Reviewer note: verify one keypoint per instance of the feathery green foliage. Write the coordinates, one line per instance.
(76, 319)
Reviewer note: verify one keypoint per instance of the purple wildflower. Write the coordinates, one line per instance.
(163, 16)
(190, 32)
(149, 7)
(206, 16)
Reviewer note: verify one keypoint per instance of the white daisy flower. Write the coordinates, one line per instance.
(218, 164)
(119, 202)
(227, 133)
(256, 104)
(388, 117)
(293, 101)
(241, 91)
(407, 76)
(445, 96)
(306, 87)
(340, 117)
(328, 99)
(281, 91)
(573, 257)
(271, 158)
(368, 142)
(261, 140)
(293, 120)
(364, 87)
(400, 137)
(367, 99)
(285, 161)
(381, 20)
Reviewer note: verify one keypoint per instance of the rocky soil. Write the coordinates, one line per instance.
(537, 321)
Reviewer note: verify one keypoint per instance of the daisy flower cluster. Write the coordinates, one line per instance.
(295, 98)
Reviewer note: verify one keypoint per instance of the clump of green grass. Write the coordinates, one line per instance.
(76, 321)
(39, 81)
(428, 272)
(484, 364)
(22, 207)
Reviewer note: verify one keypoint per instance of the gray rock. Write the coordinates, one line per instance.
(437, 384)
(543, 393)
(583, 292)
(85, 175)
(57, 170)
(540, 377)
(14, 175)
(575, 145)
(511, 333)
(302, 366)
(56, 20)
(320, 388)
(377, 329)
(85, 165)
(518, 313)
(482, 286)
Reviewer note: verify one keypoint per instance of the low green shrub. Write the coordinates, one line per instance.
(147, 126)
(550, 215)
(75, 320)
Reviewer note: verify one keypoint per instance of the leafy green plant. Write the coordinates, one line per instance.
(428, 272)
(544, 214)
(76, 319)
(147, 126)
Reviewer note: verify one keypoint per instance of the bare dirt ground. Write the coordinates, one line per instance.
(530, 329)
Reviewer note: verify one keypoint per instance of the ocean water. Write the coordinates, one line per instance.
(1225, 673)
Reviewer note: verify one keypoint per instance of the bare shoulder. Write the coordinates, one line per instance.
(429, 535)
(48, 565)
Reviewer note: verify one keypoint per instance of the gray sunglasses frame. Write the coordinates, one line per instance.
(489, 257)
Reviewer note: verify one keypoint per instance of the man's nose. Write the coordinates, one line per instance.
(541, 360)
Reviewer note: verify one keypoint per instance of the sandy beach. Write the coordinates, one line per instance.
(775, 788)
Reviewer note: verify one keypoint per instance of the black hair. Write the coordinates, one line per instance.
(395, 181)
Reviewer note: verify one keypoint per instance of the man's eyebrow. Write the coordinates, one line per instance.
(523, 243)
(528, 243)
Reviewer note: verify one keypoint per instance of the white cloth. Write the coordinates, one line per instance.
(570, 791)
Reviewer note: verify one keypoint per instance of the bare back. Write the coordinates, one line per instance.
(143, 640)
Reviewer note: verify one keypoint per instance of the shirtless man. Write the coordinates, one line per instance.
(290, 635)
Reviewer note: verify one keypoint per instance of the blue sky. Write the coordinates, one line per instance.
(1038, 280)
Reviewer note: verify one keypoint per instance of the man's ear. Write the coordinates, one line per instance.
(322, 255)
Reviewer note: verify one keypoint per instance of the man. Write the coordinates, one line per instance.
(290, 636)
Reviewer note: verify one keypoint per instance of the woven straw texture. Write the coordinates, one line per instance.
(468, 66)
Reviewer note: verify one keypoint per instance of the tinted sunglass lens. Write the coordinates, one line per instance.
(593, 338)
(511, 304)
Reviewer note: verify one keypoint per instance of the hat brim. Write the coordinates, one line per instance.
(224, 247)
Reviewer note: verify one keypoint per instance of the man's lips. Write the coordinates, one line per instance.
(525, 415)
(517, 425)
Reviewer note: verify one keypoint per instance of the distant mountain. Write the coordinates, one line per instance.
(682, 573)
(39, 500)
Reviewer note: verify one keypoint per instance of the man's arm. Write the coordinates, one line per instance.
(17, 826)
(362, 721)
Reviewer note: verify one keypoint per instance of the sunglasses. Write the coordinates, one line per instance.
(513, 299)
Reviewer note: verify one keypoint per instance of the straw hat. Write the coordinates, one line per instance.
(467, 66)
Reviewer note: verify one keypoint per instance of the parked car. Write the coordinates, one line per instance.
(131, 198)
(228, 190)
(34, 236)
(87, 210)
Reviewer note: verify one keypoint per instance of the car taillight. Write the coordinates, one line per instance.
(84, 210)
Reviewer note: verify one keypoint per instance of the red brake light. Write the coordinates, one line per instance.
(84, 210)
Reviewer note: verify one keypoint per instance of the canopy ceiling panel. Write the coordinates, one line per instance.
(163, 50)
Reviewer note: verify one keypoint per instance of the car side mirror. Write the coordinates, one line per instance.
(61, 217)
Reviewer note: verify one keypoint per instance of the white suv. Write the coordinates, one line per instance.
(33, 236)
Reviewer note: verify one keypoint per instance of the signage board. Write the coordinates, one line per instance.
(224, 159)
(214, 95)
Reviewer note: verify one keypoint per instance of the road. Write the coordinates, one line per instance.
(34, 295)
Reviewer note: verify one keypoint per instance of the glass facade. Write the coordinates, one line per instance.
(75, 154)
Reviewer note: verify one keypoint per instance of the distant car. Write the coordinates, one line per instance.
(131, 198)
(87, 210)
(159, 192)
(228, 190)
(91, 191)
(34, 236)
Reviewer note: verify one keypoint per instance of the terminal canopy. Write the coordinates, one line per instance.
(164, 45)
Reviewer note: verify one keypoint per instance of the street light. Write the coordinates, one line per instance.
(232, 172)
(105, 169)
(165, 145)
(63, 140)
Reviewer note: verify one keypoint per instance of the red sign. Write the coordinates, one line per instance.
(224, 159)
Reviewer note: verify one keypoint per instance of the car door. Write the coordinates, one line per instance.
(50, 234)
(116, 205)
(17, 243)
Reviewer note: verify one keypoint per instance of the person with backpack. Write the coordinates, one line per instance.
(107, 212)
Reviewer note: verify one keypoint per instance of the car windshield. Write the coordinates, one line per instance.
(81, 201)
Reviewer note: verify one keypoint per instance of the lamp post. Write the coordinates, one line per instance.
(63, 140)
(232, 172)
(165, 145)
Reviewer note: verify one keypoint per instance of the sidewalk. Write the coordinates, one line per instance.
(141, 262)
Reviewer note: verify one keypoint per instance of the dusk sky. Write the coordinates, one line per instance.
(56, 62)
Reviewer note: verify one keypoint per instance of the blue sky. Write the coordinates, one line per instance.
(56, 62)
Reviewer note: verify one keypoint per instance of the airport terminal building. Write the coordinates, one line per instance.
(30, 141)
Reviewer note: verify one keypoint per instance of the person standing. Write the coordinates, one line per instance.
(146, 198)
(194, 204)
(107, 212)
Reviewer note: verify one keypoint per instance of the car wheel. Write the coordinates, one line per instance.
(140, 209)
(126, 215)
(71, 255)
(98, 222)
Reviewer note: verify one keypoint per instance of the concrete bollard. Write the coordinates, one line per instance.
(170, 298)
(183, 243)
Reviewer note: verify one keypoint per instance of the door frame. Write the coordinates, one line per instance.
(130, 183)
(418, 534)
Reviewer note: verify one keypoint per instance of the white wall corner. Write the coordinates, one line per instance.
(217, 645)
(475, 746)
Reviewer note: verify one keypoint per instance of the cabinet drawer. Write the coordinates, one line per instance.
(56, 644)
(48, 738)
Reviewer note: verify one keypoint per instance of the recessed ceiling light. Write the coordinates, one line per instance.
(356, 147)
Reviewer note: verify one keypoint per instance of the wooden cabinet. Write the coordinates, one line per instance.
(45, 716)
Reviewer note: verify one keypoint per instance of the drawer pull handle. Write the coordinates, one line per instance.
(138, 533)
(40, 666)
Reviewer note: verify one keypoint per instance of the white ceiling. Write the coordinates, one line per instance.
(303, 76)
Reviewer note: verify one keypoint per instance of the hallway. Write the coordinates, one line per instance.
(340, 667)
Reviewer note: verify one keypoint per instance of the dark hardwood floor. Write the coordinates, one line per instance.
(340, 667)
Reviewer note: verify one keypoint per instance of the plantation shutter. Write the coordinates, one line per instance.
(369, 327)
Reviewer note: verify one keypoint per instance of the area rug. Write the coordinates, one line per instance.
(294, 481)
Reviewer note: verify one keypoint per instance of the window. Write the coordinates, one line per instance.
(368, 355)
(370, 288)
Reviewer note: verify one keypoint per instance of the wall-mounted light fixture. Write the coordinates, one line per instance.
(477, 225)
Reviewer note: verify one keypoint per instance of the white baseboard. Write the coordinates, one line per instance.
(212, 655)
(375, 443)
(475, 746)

========================================================================

#### [Exercise task]
Return the line that contains "ceiling. Write the coordinates, one line per instance." along with every line after it through the end of the entries, exactly, adding nothing.

#### [Solution to this exercise]
Reviewer note: verify one keypoint per instance of the white ceiling. Write the coordinates, one line per instance.
(303, 76)
Reviewer note: verify one keypoint per instance of the hallway. Write the coordinates, one line per instance.
(340, 667)
Reviewer note: verify one keypoint per instance of the dark hardwood floor. Write the coordinates, one line per instance.
(340, 667)
Reviewer note: verify one keypoint per instance of the plantation shutter. Write the coordinates, one line per instance.
(369, 327)
Reviewer note: verify one keypoint per instance of the area rug. Write the coordinates, one line per instance.
(294, 481)
Reviewer note: verify one keypoint per instance of the window. Write the coordinates, one line per instance.
(368, 355)
(370, 288)
Reviewer note: verify one keypoint per instance of the wall-mounted light fixture. Write the coordinates, one line per instance.
(477, 225)
Reviewer note: verify one keypoint per instance of the white baseboard. Write the coordinates, one line per instance.
(212, 655)
(375, 443)
(475, 746)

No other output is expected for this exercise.